Problem:
Return the data that follows exactly, with each line intact.

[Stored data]

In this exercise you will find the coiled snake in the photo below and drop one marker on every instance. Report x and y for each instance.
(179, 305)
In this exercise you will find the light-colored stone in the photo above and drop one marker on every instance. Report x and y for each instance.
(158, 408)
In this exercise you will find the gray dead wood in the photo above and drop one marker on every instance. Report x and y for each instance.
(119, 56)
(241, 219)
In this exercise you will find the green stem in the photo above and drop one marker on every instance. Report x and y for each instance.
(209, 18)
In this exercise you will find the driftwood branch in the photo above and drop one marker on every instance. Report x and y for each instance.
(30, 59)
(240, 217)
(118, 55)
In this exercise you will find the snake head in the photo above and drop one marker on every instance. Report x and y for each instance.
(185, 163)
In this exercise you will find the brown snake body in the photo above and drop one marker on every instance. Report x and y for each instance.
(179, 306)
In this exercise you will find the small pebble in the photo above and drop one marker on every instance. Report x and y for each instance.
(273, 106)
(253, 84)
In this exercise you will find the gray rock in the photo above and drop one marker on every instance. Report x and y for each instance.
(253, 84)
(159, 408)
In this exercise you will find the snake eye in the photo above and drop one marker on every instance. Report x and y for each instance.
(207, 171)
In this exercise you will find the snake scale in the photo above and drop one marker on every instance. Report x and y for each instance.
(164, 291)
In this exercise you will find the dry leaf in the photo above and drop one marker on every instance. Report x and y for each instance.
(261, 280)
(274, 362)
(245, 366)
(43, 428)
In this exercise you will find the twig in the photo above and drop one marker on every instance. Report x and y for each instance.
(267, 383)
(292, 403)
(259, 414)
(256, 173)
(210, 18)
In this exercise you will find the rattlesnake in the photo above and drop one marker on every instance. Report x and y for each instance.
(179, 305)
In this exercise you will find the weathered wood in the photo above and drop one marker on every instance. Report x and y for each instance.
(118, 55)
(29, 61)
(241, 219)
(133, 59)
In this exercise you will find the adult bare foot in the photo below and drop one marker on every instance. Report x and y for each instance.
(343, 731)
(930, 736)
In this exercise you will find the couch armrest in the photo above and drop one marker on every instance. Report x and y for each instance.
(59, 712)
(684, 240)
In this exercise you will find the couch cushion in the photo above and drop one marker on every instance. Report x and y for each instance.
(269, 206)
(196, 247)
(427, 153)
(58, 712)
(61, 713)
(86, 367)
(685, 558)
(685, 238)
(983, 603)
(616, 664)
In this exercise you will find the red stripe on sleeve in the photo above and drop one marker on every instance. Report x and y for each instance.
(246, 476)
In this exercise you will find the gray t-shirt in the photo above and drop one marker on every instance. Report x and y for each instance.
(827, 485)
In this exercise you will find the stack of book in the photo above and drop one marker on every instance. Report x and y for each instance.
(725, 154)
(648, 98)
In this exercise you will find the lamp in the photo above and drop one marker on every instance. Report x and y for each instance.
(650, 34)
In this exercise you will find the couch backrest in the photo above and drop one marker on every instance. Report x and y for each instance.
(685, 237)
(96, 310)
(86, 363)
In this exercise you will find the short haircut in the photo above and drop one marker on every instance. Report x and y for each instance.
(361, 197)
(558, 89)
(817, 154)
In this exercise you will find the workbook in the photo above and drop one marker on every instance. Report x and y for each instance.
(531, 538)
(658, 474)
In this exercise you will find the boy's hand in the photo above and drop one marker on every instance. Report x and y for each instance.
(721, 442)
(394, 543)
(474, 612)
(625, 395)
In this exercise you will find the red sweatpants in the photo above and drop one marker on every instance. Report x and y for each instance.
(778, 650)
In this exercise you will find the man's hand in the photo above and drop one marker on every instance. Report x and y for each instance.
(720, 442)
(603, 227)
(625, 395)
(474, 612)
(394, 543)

Finished exercise:
In this exercise you will find the coiled snake in the photo below and drop one marker on every instance. Report x and y for each instance.
(179, 305)
In this exercise you will find the light-colored stone in the photo above and drop one marker on every instance. Report x and y for each instance.
(158, 408)
In this exercise you will find the gray dead wood in the photo above and drop one marker on every instance. Report x and y for each instance.
(119, 56)
(241, 219)
In this exercise you will find the green stem in the photo above and drop one marker on every instance. Report x and y for each instance.
(209, 18)
In this exercise you will find the driftwood branch in the photo above and drop one marker on every instance. Report x and y for each instance.
(30, 59)
(240, 217)
(118, 55)
In this exercise you will find the snake head in the photo above and drop one marker on every instance. Report x and y for each instance.
(185, 163)
In this exercise you will find the brown snake body in the photo above and drop one marker on every instance. Report x and y for each instance.
(179, 306)
In this exercise you will find the small pebble in the photo above and drop one marker on every instance. Report x and y for each instance.
(273, 106)
(253, 84)
In this exercise you will find the gray rock in the photo above and drop one marker on every instance. Report x and y for each instance.
(253, 84)
(159, 408)
In this exercise you will find the snake eye in the photo above and drop one marker on every instance. Report x and y for each instance.
(207, 171)
In this exercise you will find the snake scale in the photo above and drop one marker on every instance. Report x and y for each instance.
(164, 291)
In this exercise you will find the dry leaf in the photo above and drop one marker on every instance. Report x and y for each instance.
(261, 280)
(274, 362)
(245, 366)
(43, 428)
In this exercise you will find the twig in the photo above and drop one marker on every instance. Report x and y for each instance.
(267, 383)
(292, 403)
(259, 414)
(256, 173)
(210, 18)
In this exercise you will find the rattlesnake in the photo above and drop one marker on every instance. Report x and y for each instance.
(179, 305)
In this exercise you will find the weathered wood in the photo above and drop one marker on every instance. Report x and y for each instance.
(118, 55)
(29, 61)
(241, 219)
(133, 59)
In this exercise you will find the adult bare foot in the photo below and drop one marker on every instance. Report x and y for each instance.
(343, 731)
(930, 736)
In this exercise you will find the couch armrest in the photo above and drop one marker on every instance. Report x and y for each instance.
(59, 712)
(684, 240)
In this exercise you will find the couch cushion in the photo above and drop one marker on every instance. Report x and y for each instance.
(269, 206)
(196, 247)
(427, 153)
(58, 712)
(61, 713)
(86, 367)
(685, 558)
(685, 238)
(983, 603)
(616, 664)
In this exercise you will find the red stripe on sleeve in the photo above and drop one marker on every instance. Report x and y for each instance.
(246, 476)
In this exercise you will find the gray t-shirt in the photo above and drop one marker on every instance. Report x and y for each instance.
(827, 485)
In this exercise you will find the stack of book in the photo above and drop one marker on every instance. Report x and y for each instance.
(725, 154)
(648, 98)
In this exercise you will find the lamp in the photo above and drop one marker on every instance. Report x and y for each instance.
(650, 34)
In this exercise you will find the couch backrest in the photo above and drop one marker on every instance. Report x and y for each instance.
(685, 237)
(96, 310)
(86, 363)
In this exercise you will find the short haircut in the photo above and drop one marker on every instance. Report x and y for each instance.
(361, 197)
(558, 89)
(817, 154)
In this exercise you will find the workbook in the photo above and drop one marker on every instance. Report x and y for each instance.
(531, 538)
(658, 474)
In this exercise you will find the boy's hand in the photo above and drop one marker on every instance. Report x and y for each instance.
(721, 442)
(394, 543)
(474, 612)
(625, 395)
In this exercise you will find the red sweatpants in the photo above and drop one marker on every instance. Report x and y for each instance.
(778, 650)
In this exercise you will find the man's hand in the photo above and drop one marker on every instance. Report x and y for each instance.
(720, 442)
(603, 227)
(625, 395)
(474, 612)
(394, 543)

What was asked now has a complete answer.